■ **PROBLEM REQUIREMENTS**: The expected answer is the set of lines in the data below between the line holding "roof in the photo above." and the line holding "field in the photo above.", inclusive, written out exactly.

########################################

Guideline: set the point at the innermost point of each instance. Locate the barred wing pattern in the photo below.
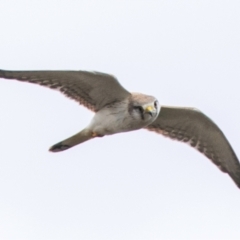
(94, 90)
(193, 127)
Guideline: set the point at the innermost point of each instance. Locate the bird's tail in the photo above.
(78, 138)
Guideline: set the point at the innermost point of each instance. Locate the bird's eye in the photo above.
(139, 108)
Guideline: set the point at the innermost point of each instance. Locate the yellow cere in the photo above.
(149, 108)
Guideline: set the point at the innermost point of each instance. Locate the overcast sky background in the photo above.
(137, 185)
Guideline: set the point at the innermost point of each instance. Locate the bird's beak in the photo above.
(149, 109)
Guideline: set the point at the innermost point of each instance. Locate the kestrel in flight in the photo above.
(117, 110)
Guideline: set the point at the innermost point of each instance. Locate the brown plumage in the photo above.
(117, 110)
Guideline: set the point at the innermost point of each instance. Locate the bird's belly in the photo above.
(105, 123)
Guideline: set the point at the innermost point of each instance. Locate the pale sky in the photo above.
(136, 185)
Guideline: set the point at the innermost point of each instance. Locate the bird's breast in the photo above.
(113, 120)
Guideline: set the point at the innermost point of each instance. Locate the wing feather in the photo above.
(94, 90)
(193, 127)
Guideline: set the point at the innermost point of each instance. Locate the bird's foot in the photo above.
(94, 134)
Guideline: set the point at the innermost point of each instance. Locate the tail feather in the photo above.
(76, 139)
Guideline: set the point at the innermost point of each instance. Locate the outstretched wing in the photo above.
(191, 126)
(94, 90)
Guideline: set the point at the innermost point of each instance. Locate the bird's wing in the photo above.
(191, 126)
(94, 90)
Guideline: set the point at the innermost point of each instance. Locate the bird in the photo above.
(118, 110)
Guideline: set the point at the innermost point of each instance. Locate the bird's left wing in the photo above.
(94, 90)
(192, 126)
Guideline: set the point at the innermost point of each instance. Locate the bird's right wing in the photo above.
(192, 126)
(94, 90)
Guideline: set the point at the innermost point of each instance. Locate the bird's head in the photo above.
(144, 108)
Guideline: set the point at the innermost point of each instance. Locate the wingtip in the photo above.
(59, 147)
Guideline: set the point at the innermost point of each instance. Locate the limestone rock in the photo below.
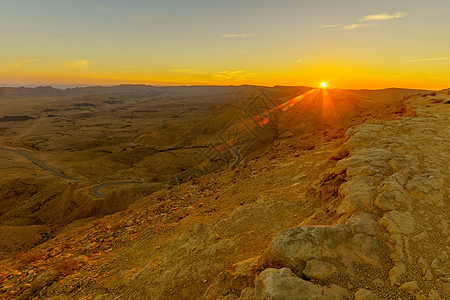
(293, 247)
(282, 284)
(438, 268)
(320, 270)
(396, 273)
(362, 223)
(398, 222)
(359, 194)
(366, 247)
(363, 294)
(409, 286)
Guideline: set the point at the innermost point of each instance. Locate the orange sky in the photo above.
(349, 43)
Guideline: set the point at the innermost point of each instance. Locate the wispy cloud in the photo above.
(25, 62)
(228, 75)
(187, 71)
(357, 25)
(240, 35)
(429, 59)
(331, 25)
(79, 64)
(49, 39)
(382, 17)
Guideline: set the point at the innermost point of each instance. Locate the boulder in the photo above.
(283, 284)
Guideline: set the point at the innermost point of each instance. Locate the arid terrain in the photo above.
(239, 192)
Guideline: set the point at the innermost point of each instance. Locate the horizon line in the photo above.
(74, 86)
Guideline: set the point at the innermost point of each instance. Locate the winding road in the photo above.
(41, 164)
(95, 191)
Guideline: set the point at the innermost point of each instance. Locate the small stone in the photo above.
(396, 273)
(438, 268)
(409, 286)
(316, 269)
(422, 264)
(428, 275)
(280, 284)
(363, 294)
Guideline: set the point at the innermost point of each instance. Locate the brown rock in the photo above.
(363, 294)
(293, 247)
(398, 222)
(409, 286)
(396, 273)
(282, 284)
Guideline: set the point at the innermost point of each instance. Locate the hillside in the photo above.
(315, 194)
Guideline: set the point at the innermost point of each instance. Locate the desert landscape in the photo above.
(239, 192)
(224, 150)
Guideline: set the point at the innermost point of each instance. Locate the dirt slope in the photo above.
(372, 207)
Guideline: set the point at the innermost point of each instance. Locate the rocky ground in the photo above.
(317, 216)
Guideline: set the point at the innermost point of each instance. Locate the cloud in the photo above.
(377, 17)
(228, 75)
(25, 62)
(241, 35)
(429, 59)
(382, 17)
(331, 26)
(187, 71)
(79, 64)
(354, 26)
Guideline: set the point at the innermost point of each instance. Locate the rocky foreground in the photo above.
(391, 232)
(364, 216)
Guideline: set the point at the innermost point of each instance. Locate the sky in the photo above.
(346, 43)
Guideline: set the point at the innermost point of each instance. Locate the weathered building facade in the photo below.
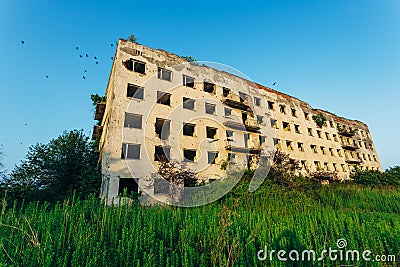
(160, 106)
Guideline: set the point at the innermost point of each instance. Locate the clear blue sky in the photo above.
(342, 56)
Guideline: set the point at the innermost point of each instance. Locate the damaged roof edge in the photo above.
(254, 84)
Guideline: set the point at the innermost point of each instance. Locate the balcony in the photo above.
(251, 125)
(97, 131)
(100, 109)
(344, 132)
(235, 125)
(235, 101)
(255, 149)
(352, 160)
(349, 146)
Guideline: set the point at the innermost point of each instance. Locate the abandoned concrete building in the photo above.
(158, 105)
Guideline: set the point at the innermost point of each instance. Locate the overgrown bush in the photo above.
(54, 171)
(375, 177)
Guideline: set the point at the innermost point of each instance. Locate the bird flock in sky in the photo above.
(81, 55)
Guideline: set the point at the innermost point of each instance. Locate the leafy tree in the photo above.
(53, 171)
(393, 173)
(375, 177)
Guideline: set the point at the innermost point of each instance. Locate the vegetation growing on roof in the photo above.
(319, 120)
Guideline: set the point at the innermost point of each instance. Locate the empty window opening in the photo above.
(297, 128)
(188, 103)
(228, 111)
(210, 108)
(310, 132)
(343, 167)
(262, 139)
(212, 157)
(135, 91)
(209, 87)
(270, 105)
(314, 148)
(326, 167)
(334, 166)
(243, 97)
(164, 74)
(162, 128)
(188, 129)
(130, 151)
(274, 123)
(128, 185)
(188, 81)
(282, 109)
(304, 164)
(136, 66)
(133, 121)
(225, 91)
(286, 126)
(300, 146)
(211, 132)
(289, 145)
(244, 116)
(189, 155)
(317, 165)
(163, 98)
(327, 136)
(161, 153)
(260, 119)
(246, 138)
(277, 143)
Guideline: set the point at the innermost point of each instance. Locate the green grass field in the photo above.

########################################

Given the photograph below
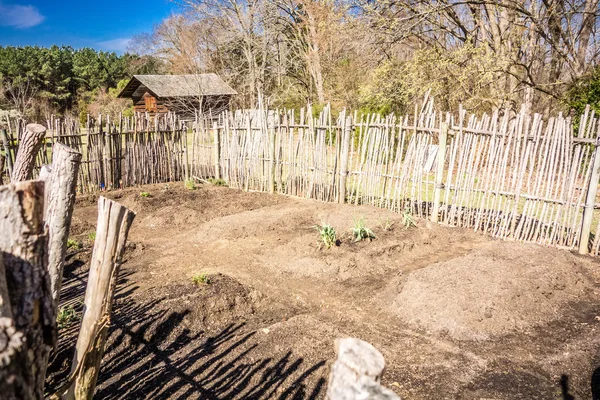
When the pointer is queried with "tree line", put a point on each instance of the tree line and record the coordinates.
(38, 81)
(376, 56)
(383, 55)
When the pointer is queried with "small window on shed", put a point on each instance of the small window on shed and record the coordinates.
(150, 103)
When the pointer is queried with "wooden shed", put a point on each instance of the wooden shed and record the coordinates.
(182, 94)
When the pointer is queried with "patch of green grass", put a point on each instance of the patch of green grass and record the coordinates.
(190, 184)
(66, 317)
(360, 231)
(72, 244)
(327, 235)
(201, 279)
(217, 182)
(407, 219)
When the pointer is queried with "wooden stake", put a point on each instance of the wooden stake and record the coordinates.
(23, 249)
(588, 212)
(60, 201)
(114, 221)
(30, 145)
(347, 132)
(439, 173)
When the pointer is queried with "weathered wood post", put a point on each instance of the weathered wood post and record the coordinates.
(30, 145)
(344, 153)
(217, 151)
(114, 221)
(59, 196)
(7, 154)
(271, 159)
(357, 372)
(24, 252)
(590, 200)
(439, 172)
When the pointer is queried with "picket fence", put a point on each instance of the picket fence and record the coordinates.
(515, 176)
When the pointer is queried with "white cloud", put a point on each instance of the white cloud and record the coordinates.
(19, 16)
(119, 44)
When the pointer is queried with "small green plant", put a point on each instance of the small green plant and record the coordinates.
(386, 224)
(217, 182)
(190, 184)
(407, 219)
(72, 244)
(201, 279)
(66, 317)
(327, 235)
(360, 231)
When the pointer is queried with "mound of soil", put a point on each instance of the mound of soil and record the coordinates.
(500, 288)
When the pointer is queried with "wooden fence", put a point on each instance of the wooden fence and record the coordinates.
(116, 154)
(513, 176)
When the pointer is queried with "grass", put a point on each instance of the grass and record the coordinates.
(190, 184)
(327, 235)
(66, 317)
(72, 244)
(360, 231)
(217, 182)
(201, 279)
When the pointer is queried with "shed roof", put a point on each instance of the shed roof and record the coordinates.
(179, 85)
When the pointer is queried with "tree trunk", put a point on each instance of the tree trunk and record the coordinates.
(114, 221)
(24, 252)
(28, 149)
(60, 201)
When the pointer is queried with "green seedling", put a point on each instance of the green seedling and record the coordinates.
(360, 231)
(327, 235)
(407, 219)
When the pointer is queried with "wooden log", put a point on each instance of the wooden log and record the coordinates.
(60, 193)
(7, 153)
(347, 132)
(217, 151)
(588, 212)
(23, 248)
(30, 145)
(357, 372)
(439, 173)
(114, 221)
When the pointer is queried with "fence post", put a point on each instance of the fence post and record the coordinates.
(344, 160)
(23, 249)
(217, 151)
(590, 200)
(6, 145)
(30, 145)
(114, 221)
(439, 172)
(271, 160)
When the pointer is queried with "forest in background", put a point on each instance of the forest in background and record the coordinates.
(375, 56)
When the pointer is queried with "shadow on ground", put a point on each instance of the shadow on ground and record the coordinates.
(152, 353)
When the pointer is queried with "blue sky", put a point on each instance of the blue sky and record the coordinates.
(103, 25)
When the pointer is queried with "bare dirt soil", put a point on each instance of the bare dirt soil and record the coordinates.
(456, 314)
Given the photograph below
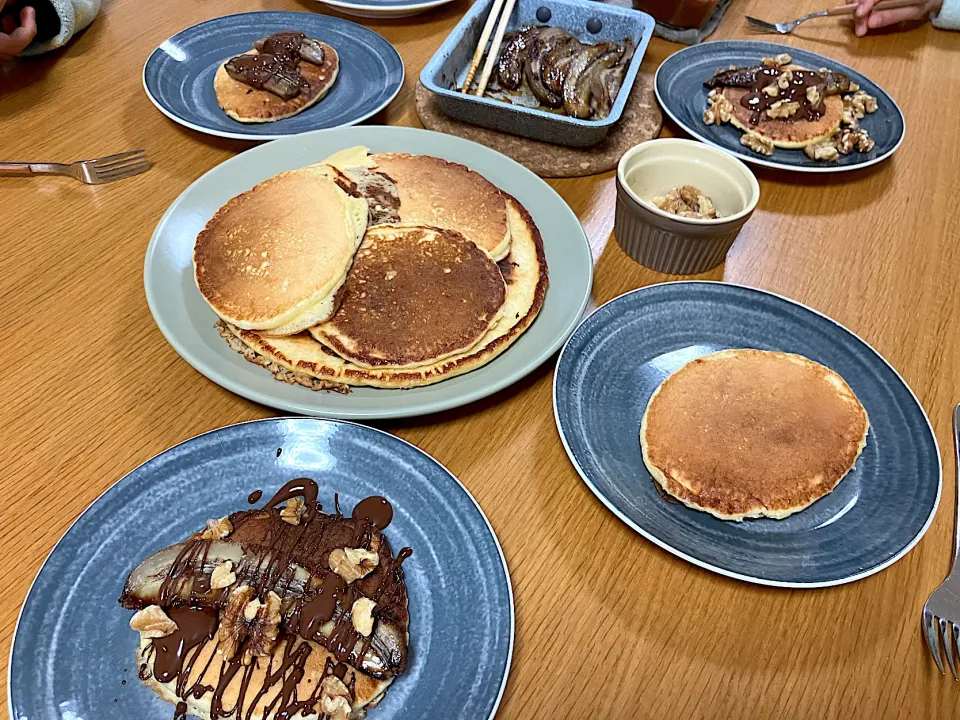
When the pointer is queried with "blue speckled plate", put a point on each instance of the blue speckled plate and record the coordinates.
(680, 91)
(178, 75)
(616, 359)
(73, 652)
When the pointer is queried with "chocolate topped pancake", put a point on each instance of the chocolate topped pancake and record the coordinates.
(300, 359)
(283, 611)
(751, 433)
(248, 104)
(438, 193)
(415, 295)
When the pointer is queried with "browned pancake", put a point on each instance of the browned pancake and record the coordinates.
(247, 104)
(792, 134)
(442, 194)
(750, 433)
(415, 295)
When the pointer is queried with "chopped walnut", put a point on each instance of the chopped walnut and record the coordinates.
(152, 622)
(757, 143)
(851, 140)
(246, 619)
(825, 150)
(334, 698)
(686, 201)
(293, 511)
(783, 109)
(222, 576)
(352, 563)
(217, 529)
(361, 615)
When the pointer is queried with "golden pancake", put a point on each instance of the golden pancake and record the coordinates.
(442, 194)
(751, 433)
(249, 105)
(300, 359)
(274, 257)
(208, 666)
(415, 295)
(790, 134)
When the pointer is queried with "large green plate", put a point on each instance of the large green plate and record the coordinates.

########################################

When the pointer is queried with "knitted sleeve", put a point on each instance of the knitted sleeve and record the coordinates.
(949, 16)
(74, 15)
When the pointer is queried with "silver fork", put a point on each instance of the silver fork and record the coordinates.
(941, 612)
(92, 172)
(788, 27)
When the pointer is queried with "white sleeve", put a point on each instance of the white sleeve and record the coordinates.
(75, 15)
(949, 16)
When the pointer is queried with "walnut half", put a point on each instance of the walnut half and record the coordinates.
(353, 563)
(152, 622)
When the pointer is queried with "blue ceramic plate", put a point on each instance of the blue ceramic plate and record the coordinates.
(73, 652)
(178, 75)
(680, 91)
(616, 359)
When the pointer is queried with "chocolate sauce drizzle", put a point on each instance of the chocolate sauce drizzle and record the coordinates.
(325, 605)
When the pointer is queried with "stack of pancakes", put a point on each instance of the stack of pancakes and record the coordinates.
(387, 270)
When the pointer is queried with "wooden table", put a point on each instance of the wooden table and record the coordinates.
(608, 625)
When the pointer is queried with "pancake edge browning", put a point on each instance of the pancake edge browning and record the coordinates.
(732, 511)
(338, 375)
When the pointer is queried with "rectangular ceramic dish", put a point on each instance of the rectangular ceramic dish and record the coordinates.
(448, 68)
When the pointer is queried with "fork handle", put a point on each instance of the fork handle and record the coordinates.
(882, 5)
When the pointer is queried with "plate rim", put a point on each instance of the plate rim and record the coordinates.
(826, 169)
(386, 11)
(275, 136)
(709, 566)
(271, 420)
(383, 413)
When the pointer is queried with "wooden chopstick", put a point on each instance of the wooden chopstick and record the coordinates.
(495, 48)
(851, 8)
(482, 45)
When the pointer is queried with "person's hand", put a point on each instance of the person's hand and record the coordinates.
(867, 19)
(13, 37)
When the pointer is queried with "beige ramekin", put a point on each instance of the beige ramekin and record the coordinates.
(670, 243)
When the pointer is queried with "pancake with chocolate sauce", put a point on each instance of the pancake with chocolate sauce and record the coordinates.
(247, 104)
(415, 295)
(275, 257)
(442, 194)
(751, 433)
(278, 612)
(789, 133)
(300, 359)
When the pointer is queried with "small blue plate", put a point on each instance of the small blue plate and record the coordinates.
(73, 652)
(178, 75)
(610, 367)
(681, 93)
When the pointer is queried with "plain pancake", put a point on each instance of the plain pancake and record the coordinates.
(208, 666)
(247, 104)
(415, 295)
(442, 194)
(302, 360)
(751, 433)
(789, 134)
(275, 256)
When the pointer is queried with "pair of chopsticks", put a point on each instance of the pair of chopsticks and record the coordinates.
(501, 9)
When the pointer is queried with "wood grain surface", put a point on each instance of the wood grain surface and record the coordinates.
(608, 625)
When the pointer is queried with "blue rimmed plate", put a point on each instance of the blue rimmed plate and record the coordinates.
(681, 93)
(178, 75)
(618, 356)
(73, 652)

########################################

■ **ANSWER SPACE**:
Guideline: set the point at the innermost point of each instance. Locate the vegetation growing on roof in the photo above.
(319, 120)
Guideline: set the point at the innermost point of each instance. Locate the empty window opening in the photo above.
(297, 128)
(188, 103)
(228, 111)
(210, 108)
(310, 132)
(343, 167)
(262, 139)
(212, 157)
(135, 91)
(209, 87)
(270, 105)
(314, 148)
(326, 167)
(334, 166)
(243, 97)
(164, 74)
(162, 128)
(188, 129)
(130, 151)
(274, 123)
(128, 185)
(188, 81)
(282, 109)
(304, 164)
(136, 66)
(133, 121)
(225, 91)
(286, 126)
(300, 146)
(211, 132)
(289, 145)
(244, 116)
(189, 155)
(317, 165)
(163, 98)
(327, 136)
(161, 153)
(260, 119)
(246, 138)
(277, 143)
Guideline: set the point at the innermost point of each instance. Locate the green grass field in the photo above.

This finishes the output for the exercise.